Document passage ▸
************

Providence Hall is an K-12 charter school located in Herriman, Utah.

Providence Hall was originally planned to be location in neighboring city Bluffdale, but relocated to Herriman in late 2007.

It is entirely certified to be an International Baccalaureate school, with all programs from Primary Years Program (PYP), Middle Years Program (MYP), and Diploma Program (DP). Students are admitted through a lottery.

Elementary School 
Providence Hall Elementary School goes grades K-5. They have an emphasis on "inquiry-based, authentic, and hands-on learning". The framework for the curriculum is an Elementary Primary Years Programme. The principal is Michael Fry. An expansion started in the summer of 2022 to add classroom space and a full-sized gym.

Junior High 
The junior high goes grades 6th through 8th. They operate on an A/B schedule. The principal is Awbree Summers. Band, orchesta, and choir are also offered.

Sports offered:

 Cross Country (Co-Ed)

************

Provided data ▸

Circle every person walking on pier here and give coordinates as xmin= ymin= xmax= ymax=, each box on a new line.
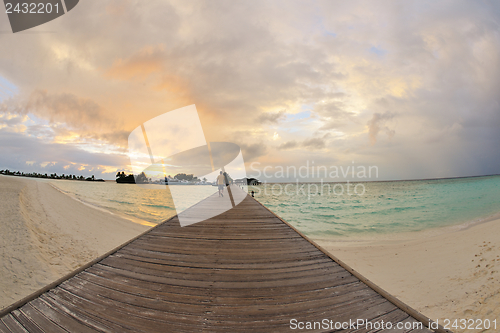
xmin=217 ymin=171 xmax=226 ymax=197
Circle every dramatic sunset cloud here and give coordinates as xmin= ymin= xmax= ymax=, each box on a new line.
xmin=0 ymin=0 xmax=500 ymax=180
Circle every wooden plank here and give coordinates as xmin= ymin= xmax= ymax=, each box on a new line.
xmin=19 ymin=303 xmax=68 ymax=333
xmin=0 ymin=188 xmax=438 ymax=333
xmin=11 ymin=310 xmax=44 ymax=333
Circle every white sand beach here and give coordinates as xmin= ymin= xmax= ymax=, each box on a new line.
xmin=316 ymin=219 xmax=500 ymax=332
xmin=0 ymin=176 xmax=500 ymax=332
xmin=0 ymin=176 xmax=149 ymax=309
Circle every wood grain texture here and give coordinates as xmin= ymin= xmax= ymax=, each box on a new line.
xmin=0 ymin=188 xmax=440 ymax=332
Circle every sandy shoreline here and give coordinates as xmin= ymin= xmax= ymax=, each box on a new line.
xmin=315 ymin=219 xmax=500 ymax=332
xmin=0 ymin=176 xmax=149 ymax=309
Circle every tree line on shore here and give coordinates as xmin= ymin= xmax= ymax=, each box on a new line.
xmin=0 ymin=169 xmax=104 ymax=182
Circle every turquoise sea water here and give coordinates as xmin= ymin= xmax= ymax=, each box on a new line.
xmin=47 ymin=176 xmax=500 ymax=237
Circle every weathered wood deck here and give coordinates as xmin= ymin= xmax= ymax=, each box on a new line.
xmin=0 ymin=185 xmax=446 ymax=332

************

Set problem 1 ▸ In the school description, condense the paragraph beginning "Providence Hall Elementary School goes grades K-5" into a short bulleted list that keeps its main facts.
Set problem 2 ▸ Arrange as a numbered list the lines of the rows starting at the line that contains "Circle every dramatic" and ending at the line that contains "xmin=0 ymin=0 xmax=500 ymax=180", leaving out any blank lines.
The school description and the rows have nothing to do with each other.

Task answer 1 ▸
- Serves grades K-5
- Emphasizes "inquiry-based, authentic, and hands-on learning"
- Curriculum framework: Elementary Primary Years Programme
- Principal: Michael Fry
- Expansion begun in summer 2022 to add classroom space and a full-sized gym

Task answer 2 ▸
1. Circle every dramatic sunset cloud here and give coordinates as xmin= ymin= xmax= ymax=, each box on a new line.
2. xmin=0 ymin=0 xmax=500 ymax=180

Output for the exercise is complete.